YOUR GOAL:
Pick out every line of the records that contains the word "this", treating uppercase and lowercase as different, and copy each of those lines in full.

EXCERPTED RECORDS:
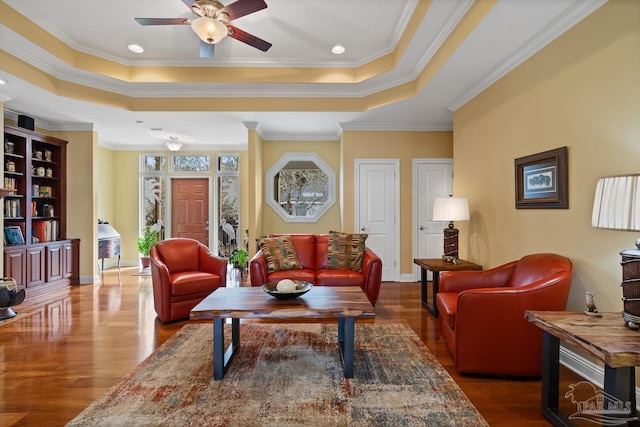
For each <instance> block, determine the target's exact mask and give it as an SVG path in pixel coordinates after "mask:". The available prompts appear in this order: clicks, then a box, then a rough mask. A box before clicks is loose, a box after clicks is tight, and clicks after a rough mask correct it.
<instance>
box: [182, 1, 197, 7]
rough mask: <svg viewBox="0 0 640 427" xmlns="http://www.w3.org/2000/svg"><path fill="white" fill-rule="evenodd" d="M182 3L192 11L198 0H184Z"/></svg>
mask: <svg viewBox="0 0 640 427" xmlns="http://www.w3.org/2000/svg"><path fill="white" fill-rule="evenodd" d="M182 3H184V4H186V5H187V7H188V8H189V9H191V7H192V6H193V5H194V4H197V2H196V0H182Z"/></svg>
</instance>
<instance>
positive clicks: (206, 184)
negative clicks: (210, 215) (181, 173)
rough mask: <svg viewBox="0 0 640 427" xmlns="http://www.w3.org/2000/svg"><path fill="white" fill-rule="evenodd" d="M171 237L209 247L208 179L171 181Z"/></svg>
mask: <svg viewBox="0 0 640 427" xmlns="http://www.w3.org/2000/svg"><path fill="white" fill-rule="evenodd" d="M171 237H188V238H190V239H196V240H198V241H200V242H202V243H203V244H205V245H207V246H209V179H207V178H173V179H172V180H171Z"/></svg>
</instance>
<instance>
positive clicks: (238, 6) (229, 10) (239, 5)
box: [183, 0, 267, 21]
mask: <svg viewBox="0 0 640 427" xmlns="http://www.w3.org/2000/svg"><path fill="white" fill-rule="evenodd" d="M183 1H187V0H183ZM266 8H267V4H266V3H265V2H264V0H238V1H236V2H235V3H231V4H230V5H227V6H225V7H223V8H222V9H220V12H224V13H226V14H227V15H229V21H233V20H234V19H238V18H240V17H242V16H245V15H248V14H250V13H253V12H257V11H259V10H262V9H266Z"/></svg>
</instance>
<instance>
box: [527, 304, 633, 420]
mask: <svg viewBox="0 0 640 427" xmlns="http://www.w3.org/2000/svg"><path fill="white" fill-rule="evenodd" d="M602 315H603V316H602V317H591V316H587V315H586V314H584V313H583V312H567V311H529V310H527V311H525V318H526V319H527V320H528V321H529V322H531V323H533V324H535V325H536V326H538V327H539V328H541V329H542V330H543V341H542V415H543V416H544V417H545V418H546V419H547V420H549V421H550V422H551V423H552V424H553V425H554V426H572V425H574V424H573V423H572V421H571V420H570V419H569V417H567V416H566V415H564V414H562V413H560V411H559V407H558V396H559V390H558V384H559V370H560V362H559V358H560V341H563V342H567V343H569V344H571V345H573V346H575V347H577V348H579V349H580V350H584V351H585V352H587V353H588V354H590V355H592V356H594V357H596V358H597V359H599V360H601V361H602V362H604V364H605V368H604V396H603V399H604V405H605V406H604V407H605V408H607V407H610V406H609V402H611V403H612V404H613V405H614V406H615V405H616V404H619V405H620V406H622V407H625V405H628V406H629V407H631V410H632V413H631V414H629V413H622V414H610V413H608V412H605V411H603V412H604V415H603V419H604V418H605V417H607V418H609V419H610V418H615V417H619V418H620V424H626V422H627V421H633V422H637V418H636V395H635V389H636V378H635V367H636V366H638V365H639V364H640V332H639V331H634V330H632V329H630V328H628V327H627V326H626V325H625V322H624V319H623V318H622V314H621V313H602ZM594 397H595V396H594ZM602 421H603V420H602ZM602 425H605V424H604V422H603V423H602Z"/></svg>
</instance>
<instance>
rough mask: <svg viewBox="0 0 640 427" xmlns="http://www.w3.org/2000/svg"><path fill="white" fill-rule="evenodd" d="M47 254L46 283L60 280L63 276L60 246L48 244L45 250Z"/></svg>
mask: <svg viewBox="0 0 640 427" xmlns="http://www.w3.org/2000/svg"><path fill="white" fill-rule="evenodd" d="M46 254H47V276H46V280H47V282H53V281H55V280H61V279H62V276H63V273H62V272H63V262H62V261H63V252H62V244H61V243H57V244H49V245H47V249H46Z"/></svg>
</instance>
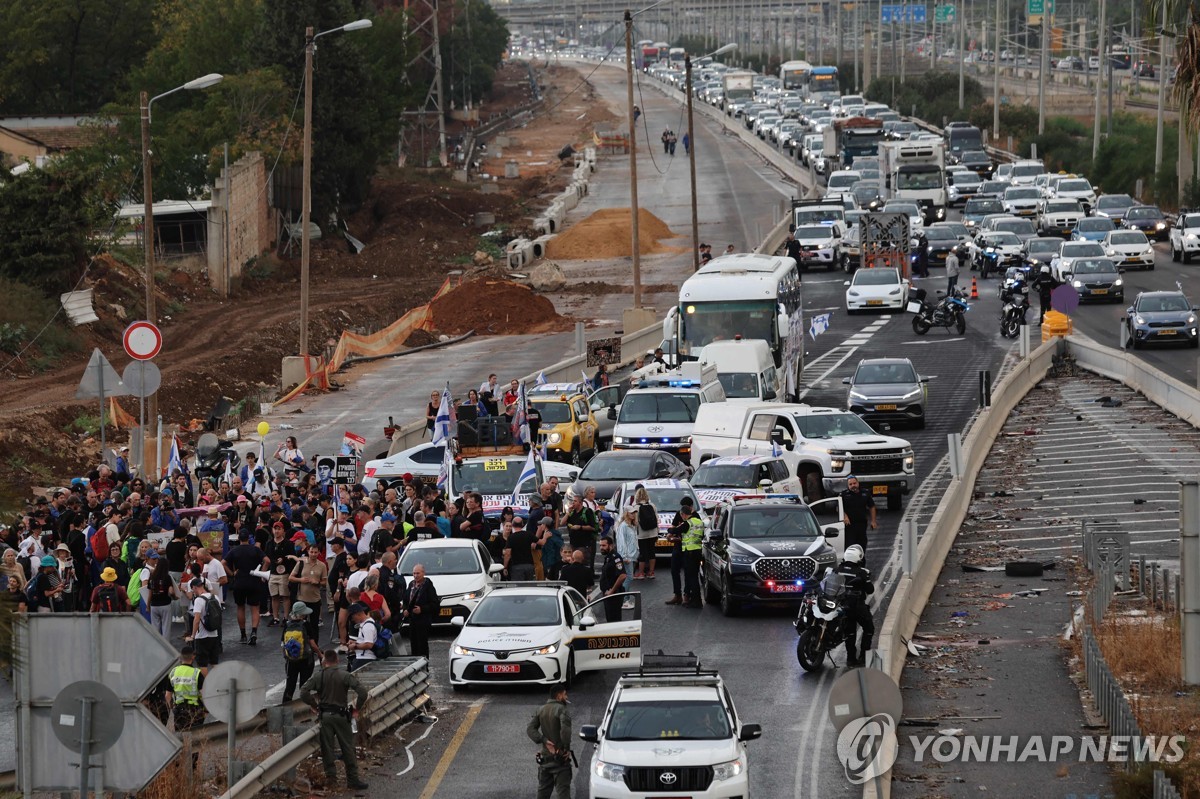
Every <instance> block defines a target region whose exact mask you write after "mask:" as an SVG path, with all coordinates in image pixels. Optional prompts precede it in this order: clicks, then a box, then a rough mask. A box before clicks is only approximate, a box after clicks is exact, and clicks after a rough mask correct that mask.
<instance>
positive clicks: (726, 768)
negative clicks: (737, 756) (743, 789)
mask: <svg viewBox="0 0 1200 799" xmlns="http://www.w3.org/2000/svg"><path fill="white" fill-rule="evenodd" d="M745 768H746V767H745V763H743V762H742V758H738V759H736V761H726V762H725V763H718V764H716V765H714V767H713V779H714V780H716V781H719V782H724V781H725V780H732V779H733V777H736V776H740V774H742V773H743V771H745Z"/></svg>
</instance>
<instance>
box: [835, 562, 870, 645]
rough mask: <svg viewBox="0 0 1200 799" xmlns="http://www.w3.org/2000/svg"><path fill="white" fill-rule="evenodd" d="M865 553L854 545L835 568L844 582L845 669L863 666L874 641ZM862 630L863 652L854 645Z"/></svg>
mask: <svg viewBox="0 0 1200 799" xmlns="http://www.w3.org/2000/svg"><path fill="white" fill-rule="evenodd" d="M864 555H865V553H864V552H863V547H860V546H858V545H857V543H854V545H852V546H848V547H846V554H845V555H842V559H841V563H840V564H838V569H836V573H838V575H841V577H842V579H844V581H845V582H846V605H845V611H846V615H845V620H844V624H845V625H846V627H845V632H846V665H847V666H865V665H866V650H868V649H870V648H871V639H872V638H874V637H875V621H872V620H871V606H870V603H869V602H868V600H866V597H868V596H870V595H871V594H874V593H875V584H874V583H872V582H871V571H870V569H868V567H866V566H864V565H863V558H864ZM859 627H862V630H863V644H862V649H859V647H858V645H857V639H858V629H859Z"/></svg>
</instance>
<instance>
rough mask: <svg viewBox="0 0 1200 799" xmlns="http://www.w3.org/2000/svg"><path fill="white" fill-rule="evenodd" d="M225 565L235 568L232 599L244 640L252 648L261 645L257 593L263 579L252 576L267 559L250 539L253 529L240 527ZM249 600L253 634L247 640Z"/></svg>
mask: <svg viewBox="0 0 1200 799" xmlns="http://www.w3.org/2000/svg"><path fill="white" fill-rule="evenodd" d="M226 565H227V566H229V567H230V569H232V570H233V601H234V602H235V603H236V605H238V627H239V629H240V630H241V642H242V643H248V644H250V645H251V647H257V645H258V620H259V607H258V596H259V593H260V591H262V590H263V589H262V582H263V581H262V579H260V578H258V577H256V576H254V575H252V573H251V572H252V571H254V570H256V569H266V567H268V566H269V563H268V559H266V558H265V557H264V555H263V551H262V549H259V548H258V547H256V546H254V545H253V543H251V542H250V530H247V529H246V528H241V529H240V530H238V546H235V547H233V548H232V549H229V554H228V555H227V557H226ZM247 602H248V603H250V618H251V625H252V626H251V635H250V639H248V641H247V639H246V603H247Z"/></svg>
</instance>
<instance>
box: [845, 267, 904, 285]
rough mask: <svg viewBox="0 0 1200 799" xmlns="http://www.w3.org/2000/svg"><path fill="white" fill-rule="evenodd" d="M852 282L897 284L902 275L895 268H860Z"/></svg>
mask: <svg viewBox="0 0 1200 799" xmlns="http://www.w3.org/2000/svg"><path fill="white" fill-rule="evenodd" d="M852 282H853V284H854V286H895V284H898V283H900V275H899V272H896V270H894V269H886V268H875V269H860V270H858V271H857V272H854V280H853V281H852Z"/></svg>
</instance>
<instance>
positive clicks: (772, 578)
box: [700, 494, 840, 615]
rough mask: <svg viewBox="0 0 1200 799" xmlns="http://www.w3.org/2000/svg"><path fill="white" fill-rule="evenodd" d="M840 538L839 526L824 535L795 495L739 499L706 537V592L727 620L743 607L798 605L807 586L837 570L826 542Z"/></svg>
mask: <svg viewBox="0 0 1200 799" xmlns="http://www.w3.org/2000/svg"><path fill="white" fill-rule="evenodd" d="M839 525H840V523H839ZM838 535H839V529H838V527H830V528H827V529H826V530H824V531H822V529H821V525H820V523H818V522H817V517H816V515H815V513H814V512H812V509H810V507H809V506H808V505H805V504H804V500H803V499H802V498H800V497H798V495H796V494H761V495H754V497H734V498H732V499H730V500H728V501H724V503H721V504H720V505H718V507H716V511H715V512H714V515H713V523H712V527H710V528H709V530H708V533H707V534H706V536H704V546H703V551H702V554H703V558H702V563H701V567H700V587H701V591H702V593H703V594H704V599H706V600H707V601H708V602H710V603H716V602H719V603H720V606H721V613H724V614H725V615H736V614H737V613H738V611H740V609H742V603H743V602H758V603H762V605H798V603H799V601H800V597H802V595H803V593H804V587H805V584H806V583H808V582H809V581H812V579H821V577H822V576H823V575H824V571H826V569H827V567H829V569H832V567H834V566H836V565H838V553H836V552H835V551H834V548H833V547H832V546H829V543H828V542H827V540H826V539H827V537H836V536H838Z"/></svg>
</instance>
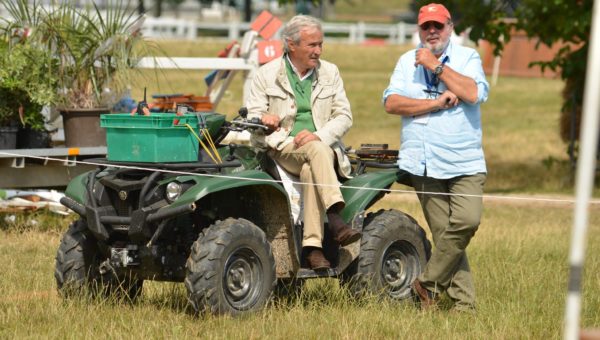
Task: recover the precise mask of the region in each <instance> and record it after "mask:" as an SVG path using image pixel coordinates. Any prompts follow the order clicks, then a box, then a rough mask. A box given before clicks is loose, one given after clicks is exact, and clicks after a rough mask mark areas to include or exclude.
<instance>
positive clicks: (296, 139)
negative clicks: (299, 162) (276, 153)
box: [294, 130, 321, 149]
mask: <svg viewBox="0 0 600 340" xmlns="http://www.w3.org/2000/svg"><path fill="white" fill-rule="evenodd" d="M314 140H321V138H319V136H317V135H315V134H314V133H312V132H310V131H308V130H302V131H300V132H298V134H297V135H296V137H294V147H295V148H296V149H297V148H299V147H301V146H303V145H304V144H306V143H310V142H312V141H314Z"/></svg>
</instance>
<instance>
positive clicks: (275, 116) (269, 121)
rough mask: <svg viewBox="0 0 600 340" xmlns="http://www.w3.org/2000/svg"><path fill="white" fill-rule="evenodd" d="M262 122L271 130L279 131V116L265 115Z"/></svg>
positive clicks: (279, 122) (272, 115) (261, 118)
mask: <svg viewBox="0 0 600 340" xmlns="http://www.w3.org/2000/svg"><path fill="white" fill-rule="evenodd" d="M260 120H261V122H262V123H263V124H264V125H266V126H267V127H268V128H269V130H272V131H279V123H280V120H279V116H277V115H271V114H263V115H262V117H261V119H260Z"/></svg>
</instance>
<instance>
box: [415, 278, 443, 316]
mask: <svg viewBox="0 0 600 340" xmlns="http://www.w3.org/2000/svg"><path fill="white" fill-rule="evenodd" d="M410 288H411V289H412V292H413V294H414V296H415V300H416V301H417V302H419V303H420V306H421V309H423V310H434V309H437V299H436V296H435V295H436V294H435V293H434V292H432V291H430V290H428V289H427V288H425V287H423V286H421V282H419V280H415V281H413V283H412V284H411V285H410Z"/></svg>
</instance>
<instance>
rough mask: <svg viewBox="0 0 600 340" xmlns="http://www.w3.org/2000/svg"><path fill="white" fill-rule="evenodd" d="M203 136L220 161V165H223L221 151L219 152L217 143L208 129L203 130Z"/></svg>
mask: <svg viewBox="0 0 600 340" xmlns="http://www.w3.org/2000/svg"><path fill="white" fill-rule="evenodd" d="M202 135H203V136H204V138H206V140H207V141H208V145H209V146H210V147H211V148H212V150H213V152H214V153H215V156H216V157H217V159H219V163H223V160H222V159H221V155H219V151H217V147H216V146H215V142H213V140H212V137H211V136H210V132H209V131H208V130H207V129H202Z"/></svg>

THE ANSWER:
For each <instance> block, determine the target's exact mask and give it as an SVG path in pixel coordinates after "mask:". The available prompts appear in this order: clicks, then a box, then a rough mask. A box before clicks is loose, a box after clicks is tight, and clicks after a rough mask correct it.
Every <instance> block defines a target region whose exact mask you write after "mask:" as an SVG path, with all coordinates in image pixels. Optional prompts precede it in this order: clicks, then a box, then a rough mask. A box before clicks is only approximate, a box after clicks is exact, and clicks after a rough mask correct that mask.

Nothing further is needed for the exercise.